### What you should do
All lines from the first one in the listing below to the one holding "Target: castle turret window", inclusive, are to be copied exactly.
= = = =
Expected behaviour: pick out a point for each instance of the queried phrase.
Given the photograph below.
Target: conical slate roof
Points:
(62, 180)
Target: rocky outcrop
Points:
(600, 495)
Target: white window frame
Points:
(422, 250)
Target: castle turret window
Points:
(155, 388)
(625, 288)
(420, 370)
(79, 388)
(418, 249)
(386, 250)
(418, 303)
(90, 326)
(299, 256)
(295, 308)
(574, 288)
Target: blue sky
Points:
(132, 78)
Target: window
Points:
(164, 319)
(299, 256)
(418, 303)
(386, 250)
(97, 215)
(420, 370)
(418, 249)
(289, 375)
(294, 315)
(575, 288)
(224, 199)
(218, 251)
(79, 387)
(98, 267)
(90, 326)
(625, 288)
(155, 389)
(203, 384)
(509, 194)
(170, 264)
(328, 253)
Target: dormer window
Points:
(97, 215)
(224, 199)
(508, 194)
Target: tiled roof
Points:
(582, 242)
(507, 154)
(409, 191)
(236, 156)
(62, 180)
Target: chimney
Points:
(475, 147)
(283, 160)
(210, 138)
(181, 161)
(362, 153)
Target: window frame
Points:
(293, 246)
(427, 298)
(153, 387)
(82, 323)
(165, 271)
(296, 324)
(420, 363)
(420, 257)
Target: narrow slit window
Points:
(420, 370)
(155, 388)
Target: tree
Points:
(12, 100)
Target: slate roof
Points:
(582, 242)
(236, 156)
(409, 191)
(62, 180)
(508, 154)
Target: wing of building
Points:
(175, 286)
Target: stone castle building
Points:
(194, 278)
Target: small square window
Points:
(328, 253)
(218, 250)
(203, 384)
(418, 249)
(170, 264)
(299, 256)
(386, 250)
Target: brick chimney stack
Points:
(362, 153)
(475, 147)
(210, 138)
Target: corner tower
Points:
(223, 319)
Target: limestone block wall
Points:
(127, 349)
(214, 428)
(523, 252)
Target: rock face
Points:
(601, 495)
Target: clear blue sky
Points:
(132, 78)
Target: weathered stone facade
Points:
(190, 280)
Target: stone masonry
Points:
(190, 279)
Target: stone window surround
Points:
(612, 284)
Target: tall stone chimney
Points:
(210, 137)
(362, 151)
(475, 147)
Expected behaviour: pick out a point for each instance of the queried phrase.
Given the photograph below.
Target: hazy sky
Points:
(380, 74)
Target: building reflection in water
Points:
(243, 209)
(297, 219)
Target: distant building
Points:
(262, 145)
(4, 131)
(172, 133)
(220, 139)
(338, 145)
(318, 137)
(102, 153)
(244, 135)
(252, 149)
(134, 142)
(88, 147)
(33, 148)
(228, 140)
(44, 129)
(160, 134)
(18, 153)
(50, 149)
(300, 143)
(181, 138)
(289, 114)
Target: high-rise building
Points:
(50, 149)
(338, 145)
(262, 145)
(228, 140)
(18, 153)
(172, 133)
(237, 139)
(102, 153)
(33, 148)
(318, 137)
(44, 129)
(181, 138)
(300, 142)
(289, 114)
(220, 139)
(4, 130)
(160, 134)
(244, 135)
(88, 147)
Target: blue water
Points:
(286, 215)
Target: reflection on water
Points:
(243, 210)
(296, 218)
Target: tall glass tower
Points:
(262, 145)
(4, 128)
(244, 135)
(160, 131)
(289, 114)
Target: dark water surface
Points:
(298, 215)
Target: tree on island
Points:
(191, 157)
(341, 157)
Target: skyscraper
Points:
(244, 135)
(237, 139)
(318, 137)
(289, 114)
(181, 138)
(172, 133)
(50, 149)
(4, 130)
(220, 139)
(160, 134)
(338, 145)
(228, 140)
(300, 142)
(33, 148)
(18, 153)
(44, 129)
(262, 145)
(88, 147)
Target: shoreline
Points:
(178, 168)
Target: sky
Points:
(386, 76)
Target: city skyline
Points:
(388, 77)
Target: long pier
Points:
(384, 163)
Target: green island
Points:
= = = =
### Written answer
Expected behaviour: pick out a point for each instance of the queried phrase.
Given the photograph below.
Target: conical slate roof
Points:
(62, 180)
Target: rocky outcrop
Points:
(600, 495)
Target: white window frame
Points:
(422, 250)
Target: castle turret window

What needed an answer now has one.